### [What needs to be done]
Continue the parenting passage about a young child's eating at dinner from the point where it ends.

### [Document passage]
=-=-=

From a portion control angle, I am in total agreement with Satter that an emphasis on eating every bite of food on your plate (especially when it’s an adult who determined how much food to put there in the first place), is counter-intuitive and not the best approach to establishing good long-term eating habits. But that’s TECHNICALLY not what you’re asking of your son, because he’s requesting for more food and indicating that he is still hungry. When one of my children does that, I typically tell them (CHEERFULLY) that they can absolutely have more rice/bread/pasta — as much as they’d like, actually! — after they eat the protein and/or vegetable they already have. I TRY to be careful to phrase it in a way that doesn’t set up a “how many bites?” bargaining maneuver, or sound like I’m demanding they eat every single bite no matter what before I’ll give them the other food. But sometimes yeah, they’ll just take one tiny bite and then stare at me, like WELL??? I then ignore them, change the subject and eat the food item I’m asking them to try, and usually after a minute or two they get that I’m not impressed with their effort and they eat some more.
Real World Confession Time, though: My almost-4-year-old will generally reject at least one thing on his plate every single night at dinner. Not breakfast, not lunch, but dinner is where he STILL consistently tries to start a power struggle for attention. And it’s completely random: Sometimes it’s the vegetable, sometimes he’ll happily dig into a salad but reject the protein. Last night he refused to eat pasta. P-A-S-T-A. Any attempt to get him to eat that item will escalate the situation into a Big Huge Tantrum Suck of Attention Seeking. So with him, I occasionally will make exceptions on second helpings just out of a refusal to give the rejection any specific attention, since that’s what he wants. If he’s rejecting EVERYTHING, however, he goes hungry and I don’t even feel at all guilty about it. BUT, he’s ignoring the green beans but wants more chicken. I am fine with more chicken. I’m a bigger stickler on the carbs, though, which leads us to the second part of your question.

=-=-=

### [Information]
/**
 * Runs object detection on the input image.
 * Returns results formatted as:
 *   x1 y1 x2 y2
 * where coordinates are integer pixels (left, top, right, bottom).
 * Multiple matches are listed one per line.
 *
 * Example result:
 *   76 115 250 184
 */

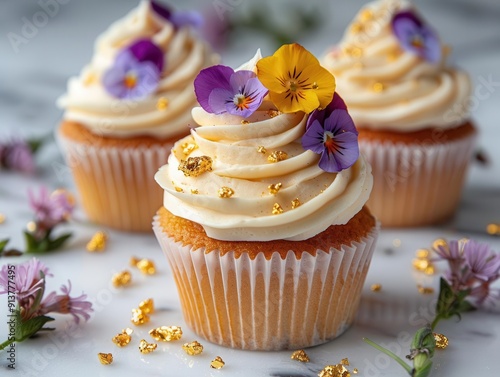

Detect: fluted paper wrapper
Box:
153 218 378 350
359 135 475 227
58 135 172 232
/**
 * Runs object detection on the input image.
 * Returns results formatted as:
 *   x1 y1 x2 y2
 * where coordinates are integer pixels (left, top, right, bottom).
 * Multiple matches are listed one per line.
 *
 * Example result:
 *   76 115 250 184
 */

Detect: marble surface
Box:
0 0 500 377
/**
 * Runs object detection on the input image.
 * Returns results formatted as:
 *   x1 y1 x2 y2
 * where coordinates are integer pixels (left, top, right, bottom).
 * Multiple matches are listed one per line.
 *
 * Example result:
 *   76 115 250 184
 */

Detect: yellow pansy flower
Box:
257 43 335 113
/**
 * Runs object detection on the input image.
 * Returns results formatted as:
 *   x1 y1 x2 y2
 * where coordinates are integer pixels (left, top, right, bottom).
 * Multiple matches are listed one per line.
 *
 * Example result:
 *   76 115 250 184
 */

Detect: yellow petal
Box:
302 65 336 108
269 90 320 113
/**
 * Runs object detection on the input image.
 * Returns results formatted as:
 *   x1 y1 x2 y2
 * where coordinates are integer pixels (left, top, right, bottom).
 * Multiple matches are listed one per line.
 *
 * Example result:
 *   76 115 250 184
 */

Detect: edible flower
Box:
257 43 335 113
392 11 441 63
102 39 164 100
194 65 268 118
302 93 359 173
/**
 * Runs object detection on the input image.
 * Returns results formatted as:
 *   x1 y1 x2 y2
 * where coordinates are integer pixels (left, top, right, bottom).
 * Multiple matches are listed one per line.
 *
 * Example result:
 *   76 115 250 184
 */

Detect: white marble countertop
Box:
0 0 500 377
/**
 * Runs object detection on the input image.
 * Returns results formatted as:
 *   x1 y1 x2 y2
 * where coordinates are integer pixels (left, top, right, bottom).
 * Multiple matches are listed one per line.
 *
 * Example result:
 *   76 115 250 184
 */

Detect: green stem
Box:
363 338 413 376
0 339 16 351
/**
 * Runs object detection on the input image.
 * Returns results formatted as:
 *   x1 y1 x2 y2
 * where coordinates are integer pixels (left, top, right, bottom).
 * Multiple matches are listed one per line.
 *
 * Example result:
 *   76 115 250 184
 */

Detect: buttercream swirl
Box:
58 0 218 138
155 101 372 241
322 0 471 132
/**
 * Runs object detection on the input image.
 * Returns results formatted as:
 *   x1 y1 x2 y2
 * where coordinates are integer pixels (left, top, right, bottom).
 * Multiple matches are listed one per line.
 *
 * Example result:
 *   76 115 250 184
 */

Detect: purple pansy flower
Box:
194 65 268 118
102 39 164 100
151 1 203 29
302 93 359 173
392 11 441 63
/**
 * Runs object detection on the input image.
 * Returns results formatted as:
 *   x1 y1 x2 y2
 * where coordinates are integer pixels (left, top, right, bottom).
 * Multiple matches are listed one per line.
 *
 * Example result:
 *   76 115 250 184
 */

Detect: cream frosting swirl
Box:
322 0 471 132
155 101 372 241
58 0 219 138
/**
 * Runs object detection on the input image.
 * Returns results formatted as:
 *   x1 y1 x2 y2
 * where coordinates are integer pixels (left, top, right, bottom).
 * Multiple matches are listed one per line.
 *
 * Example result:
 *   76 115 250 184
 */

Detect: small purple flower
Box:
194 65 268 118
302 93 359 173
0 139 35 173
151 1 203 29
392 11 441 63
102 39 164 100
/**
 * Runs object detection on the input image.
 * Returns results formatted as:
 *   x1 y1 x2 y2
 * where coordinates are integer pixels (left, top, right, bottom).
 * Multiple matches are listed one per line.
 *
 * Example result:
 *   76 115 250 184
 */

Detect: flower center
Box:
123 73 137 89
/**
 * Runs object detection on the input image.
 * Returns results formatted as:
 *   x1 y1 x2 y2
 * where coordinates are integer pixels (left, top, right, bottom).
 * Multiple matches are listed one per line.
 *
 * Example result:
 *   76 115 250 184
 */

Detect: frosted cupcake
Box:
322 0 476 226
153 44 378 350
57 1 216 231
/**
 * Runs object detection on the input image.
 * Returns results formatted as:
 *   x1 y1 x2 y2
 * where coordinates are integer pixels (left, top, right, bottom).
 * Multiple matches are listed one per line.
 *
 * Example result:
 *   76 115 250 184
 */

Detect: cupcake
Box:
322 0 476 227
153 44 378 350
57 1 217 231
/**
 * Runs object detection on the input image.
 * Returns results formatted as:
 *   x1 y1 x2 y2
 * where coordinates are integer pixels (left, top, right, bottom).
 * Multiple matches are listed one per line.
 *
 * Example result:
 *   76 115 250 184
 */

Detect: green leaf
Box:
16 311 54 342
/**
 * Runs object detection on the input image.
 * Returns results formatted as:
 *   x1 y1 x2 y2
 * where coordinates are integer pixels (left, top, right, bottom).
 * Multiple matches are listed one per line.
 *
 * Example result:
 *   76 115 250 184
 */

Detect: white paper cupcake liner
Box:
153 217 378 350
359 135 475 227
58 135 172 231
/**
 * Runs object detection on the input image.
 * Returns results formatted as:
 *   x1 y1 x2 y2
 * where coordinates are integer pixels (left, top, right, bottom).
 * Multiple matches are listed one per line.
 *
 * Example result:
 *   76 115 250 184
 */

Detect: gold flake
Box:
417 284 434 295
182 340 203 356
130 309 149 326
139 298 155 314
111 270 132 288
97 352 113 365
156 97 169 111
267 151 288 162
210 356 226 369
372 82 385 93
178 156 212 177
139 339 158 353
149 326 182 342
136 259 156 275
290 350 311 363
433 332 449 350
86 231 108 252
218 186 234 198
273 203 283 215
267 182 282 195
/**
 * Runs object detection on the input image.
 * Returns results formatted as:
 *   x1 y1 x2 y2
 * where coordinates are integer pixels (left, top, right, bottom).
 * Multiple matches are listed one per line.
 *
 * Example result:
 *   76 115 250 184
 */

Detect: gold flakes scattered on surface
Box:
111 327 134 347
156 97 169 111
217 186 234 198
181 142 198 156
272 203 283 215
267 151 288 163
210 356 226 369
290 350 311 363
433 332 449 350
182 340 203 356
267 109 281 118
178 156 212 177
135 258 156 275
111 270 132 288
97 352 113 365
267 182 282 195
86 231 108 253
484 221 500 236
372 82 385 93
149 326 182 342
130 309 150 326
139 298 155 315
417 284 434 295
139 339 158 353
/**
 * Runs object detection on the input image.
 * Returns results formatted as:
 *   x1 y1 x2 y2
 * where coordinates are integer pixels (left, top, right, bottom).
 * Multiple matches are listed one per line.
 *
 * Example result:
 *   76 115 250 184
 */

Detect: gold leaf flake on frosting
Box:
179 156 212 177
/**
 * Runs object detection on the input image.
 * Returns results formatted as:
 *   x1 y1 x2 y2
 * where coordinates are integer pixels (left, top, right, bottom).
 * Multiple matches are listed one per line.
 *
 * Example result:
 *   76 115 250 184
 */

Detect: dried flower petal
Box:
210 356 226 369
290 350 311 363
97 352 113 365
182 340 203 356
139 339 158 353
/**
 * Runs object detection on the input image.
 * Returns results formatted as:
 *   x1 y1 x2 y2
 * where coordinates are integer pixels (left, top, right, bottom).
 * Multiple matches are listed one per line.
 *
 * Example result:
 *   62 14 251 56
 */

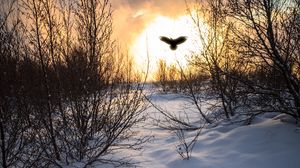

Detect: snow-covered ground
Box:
123 88 300 168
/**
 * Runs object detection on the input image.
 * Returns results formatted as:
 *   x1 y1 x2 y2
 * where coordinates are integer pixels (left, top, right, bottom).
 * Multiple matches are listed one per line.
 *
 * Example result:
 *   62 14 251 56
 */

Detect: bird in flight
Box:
160 36 186 50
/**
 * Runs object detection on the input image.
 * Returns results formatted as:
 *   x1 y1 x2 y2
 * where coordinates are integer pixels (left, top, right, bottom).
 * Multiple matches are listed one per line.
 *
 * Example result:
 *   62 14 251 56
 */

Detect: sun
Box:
130 15 206 80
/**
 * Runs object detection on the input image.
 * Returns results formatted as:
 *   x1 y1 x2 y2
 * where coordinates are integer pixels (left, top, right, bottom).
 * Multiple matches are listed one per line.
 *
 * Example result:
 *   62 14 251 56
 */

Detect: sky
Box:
111 0 201 80
112 0 191 45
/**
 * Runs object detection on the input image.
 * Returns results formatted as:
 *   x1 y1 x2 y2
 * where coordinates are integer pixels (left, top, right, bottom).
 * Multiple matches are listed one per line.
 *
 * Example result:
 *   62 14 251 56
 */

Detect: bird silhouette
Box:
160 36 186 50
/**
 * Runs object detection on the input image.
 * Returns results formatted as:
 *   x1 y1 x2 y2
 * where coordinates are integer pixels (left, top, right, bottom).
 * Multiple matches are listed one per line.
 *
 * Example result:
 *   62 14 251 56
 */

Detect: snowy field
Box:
119 86 300 168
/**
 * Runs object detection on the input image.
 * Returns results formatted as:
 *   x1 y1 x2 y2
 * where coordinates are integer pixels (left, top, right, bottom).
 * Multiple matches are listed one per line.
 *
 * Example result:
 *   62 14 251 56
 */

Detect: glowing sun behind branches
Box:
130 13 207 80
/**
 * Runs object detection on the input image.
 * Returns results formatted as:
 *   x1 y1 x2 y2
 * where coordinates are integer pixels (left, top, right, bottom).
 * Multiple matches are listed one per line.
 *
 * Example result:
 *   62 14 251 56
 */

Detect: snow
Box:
118 92 300 168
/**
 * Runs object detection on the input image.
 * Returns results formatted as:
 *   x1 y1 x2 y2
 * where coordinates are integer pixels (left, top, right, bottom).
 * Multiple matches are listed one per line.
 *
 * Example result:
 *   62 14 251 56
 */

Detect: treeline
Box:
0 0 145 168
157 0 300 123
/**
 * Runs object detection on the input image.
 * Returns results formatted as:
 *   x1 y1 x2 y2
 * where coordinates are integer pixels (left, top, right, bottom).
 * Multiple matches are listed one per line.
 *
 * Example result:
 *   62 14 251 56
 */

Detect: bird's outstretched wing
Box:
160 36 174 45
174 36 186 45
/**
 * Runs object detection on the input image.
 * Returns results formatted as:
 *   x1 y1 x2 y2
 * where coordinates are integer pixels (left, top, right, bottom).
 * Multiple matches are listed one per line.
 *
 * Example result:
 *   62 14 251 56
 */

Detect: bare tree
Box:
229 0 300 120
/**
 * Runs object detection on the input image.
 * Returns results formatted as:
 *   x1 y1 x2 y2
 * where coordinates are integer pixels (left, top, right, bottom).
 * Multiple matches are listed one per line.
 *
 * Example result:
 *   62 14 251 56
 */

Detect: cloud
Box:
112 0 191 47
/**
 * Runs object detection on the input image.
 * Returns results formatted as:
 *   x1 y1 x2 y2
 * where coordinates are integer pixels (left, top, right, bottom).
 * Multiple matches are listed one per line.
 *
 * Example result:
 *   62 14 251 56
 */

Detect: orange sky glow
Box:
112 0 205 80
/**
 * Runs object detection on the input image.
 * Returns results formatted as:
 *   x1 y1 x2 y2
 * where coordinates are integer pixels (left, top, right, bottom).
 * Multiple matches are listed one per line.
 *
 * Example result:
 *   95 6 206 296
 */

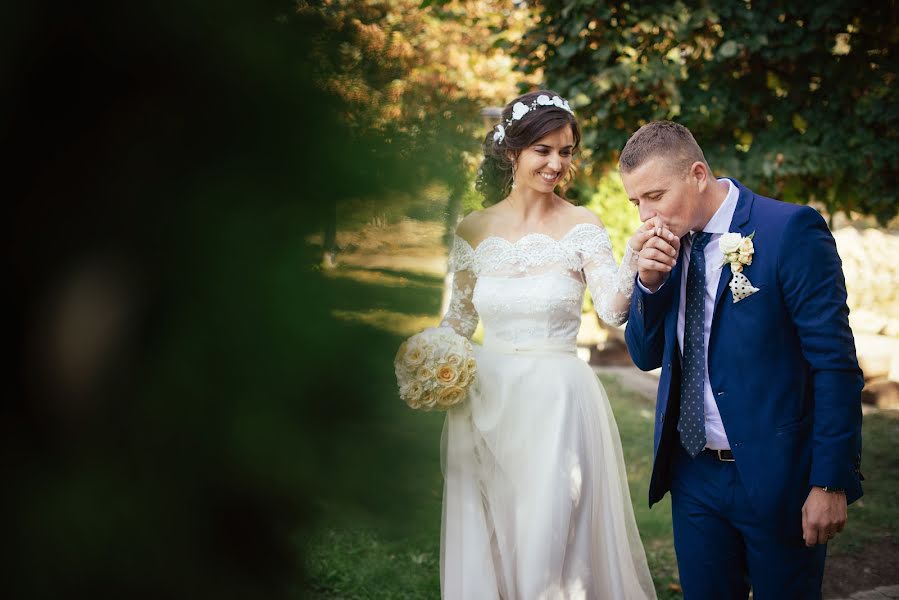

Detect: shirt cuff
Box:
637 275 668 295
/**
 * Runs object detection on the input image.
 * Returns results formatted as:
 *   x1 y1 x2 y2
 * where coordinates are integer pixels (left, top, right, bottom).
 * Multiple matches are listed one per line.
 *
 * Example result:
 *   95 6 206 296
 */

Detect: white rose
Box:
512 102 530 121
718 233 743 255
403 344 426 371
434 364 459 386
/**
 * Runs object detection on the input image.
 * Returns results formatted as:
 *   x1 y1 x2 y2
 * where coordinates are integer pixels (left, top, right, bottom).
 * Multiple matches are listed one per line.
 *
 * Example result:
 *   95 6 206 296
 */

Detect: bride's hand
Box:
628 217 676 254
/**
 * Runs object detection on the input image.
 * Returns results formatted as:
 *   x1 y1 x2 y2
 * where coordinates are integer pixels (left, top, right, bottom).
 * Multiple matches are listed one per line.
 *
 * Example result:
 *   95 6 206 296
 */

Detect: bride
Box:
440 91 655 600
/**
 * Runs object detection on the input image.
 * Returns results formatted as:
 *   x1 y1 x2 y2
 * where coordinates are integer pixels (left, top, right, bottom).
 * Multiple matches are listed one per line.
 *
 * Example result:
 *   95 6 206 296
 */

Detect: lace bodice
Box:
441 223 637 346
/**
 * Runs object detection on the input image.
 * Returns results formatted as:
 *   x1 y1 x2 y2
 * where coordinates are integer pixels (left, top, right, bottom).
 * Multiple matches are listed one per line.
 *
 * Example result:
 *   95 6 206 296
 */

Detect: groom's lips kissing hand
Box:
637 221 680 292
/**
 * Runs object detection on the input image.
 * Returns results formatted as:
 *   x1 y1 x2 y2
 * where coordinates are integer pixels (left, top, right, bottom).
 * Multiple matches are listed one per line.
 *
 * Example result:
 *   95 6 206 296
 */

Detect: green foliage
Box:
297 0 525 193
517 0 899 223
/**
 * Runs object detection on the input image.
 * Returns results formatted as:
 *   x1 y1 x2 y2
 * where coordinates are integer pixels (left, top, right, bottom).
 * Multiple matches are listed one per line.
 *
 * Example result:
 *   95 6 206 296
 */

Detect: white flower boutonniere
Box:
718 231 759 303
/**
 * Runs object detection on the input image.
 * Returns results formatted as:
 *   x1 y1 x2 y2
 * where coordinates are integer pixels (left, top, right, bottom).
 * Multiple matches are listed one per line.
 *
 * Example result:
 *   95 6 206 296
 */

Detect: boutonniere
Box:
718 231 759 304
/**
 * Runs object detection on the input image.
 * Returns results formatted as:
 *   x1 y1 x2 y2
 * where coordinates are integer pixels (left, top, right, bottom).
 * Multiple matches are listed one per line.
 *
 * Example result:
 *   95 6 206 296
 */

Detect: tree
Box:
515 0 899 223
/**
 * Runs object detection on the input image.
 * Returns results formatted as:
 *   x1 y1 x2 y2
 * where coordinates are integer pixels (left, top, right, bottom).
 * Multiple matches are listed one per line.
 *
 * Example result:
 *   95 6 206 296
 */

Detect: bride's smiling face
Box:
515 125 574 193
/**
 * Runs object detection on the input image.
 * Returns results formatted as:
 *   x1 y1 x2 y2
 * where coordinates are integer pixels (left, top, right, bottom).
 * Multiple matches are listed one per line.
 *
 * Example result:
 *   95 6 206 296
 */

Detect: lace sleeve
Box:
440 236 478 338
581 227 638 326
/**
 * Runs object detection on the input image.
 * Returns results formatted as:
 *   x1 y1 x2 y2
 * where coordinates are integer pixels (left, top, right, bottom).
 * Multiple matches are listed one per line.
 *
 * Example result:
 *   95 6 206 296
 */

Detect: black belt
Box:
702 448 734 462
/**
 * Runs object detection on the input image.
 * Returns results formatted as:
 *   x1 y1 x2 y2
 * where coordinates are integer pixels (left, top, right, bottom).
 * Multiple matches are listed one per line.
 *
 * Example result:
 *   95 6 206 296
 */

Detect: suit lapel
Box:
712 179 753 320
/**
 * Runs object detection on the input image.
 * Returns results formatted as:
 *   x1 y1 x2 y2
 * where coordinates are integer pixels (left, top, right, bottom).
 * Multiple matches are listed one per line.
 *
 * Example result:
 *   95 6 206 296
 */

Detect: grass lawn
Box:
297 229 899 600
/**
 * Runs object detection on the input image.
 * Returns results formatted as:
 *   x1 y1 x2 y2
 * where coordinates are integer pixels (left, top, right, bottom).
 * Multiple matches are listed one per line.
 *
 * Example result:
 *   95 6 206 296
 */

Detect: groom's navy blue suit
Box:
626 181 863 600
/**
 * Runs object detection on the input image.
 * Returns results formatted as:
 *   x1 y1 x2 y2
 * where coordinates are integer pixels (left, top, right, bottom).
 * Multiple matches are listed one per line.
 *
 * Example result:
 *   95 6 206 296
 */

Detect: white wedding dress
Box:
440 223 655 600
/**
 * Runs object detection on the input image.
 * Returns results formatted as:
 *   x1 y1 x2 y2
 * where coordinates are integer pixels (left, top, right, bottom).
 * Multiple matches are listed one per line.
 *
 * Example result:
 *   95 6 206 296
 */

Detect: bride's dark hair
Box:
475 90 581 206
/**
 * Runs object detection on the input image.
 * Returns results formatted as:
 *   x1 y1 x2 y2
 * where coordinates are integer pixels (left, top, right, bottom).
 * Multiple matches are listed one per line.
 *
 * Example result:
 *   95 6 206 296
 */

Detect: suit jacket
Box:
625 181 863 535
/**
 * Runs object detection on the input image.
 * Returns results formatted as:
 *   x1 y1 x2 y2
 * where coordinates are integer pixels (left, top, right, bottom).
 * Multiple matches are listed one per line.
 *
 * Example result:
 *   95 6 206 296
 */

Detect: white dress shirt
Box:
637 178 740 450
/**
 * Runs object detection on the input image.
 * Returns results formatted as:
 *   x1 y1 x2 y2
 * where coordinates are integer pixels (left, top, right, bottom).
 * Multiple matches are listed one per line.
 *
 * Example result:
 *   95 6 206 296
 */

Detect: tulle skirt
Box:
440 343 655 600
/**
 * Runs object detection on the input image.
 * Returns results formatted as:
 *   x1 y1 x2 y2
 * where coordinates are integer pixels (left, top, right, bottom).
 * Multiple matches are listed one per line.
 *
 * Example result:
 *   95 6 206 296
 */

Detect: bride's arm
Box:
580 216 642 326
440 235 478 338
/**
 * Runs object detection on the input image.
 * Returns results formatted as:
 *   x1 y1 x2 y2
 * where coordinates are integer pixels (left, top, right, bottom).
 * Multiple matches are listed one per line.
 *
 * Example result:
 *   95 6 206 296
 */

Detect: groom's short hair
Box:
618 121 711 173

=-=-=

### [Reply]
If your child is generally responding well to the Satter Method but still mostly subsisting on fruit and carbs, it’s time to up the ante. Start making meals that either don’t necessarily include those things (I mean, I’m sure he’s getting plenty of fruit and carbs during the day so skipping them at dinner is not a big deal), or prepare them in a way that doesn’t allow your child to eat them completely separately. If your son is capable of using a spoon and fork, congratulations: he’s ready for Next Level Plating.
I don’t typically include fruit in our main meals, unless it’s part of a salad, for example, and yeah kids, there’s some kind of dressing/seasoning involved that I’m not wiping off. The only time we see bread at the table is if it’s part of a sandwich or burger, and yeah kids, these are GROWN UP sandwiches and burgers, with STUFF ON THEM THAT IS NOT JUST CHEESE AND KETCHUP. Most of the time our carbs are grains like quinoa, freekah or barley, which are GREAT for mixing with all kinds of wonderful vegetables and proteins that can’t be easily avoided. We don’t let anyone eat with their fingers (manners!) so it’s pretty much impossible for them to pick around all the veggies in order to just eat those tiny little grains. Whole wheat cous cous, orzo and brown rice work well too — my kids never see those arrive “plain” at the table anymore, and with time became agreeable to the fact that their pasta is always going to have “green stuff” in it and their rice comes mixed up with sauce and meat. Once your child is old enough to eat with a fork and spoon, ditch the divided kiddie plates of separate finger foods. Make it a little more challenging for them to reject food groups wholesale, and instead learn to tolerate different textures and flavors mixed together.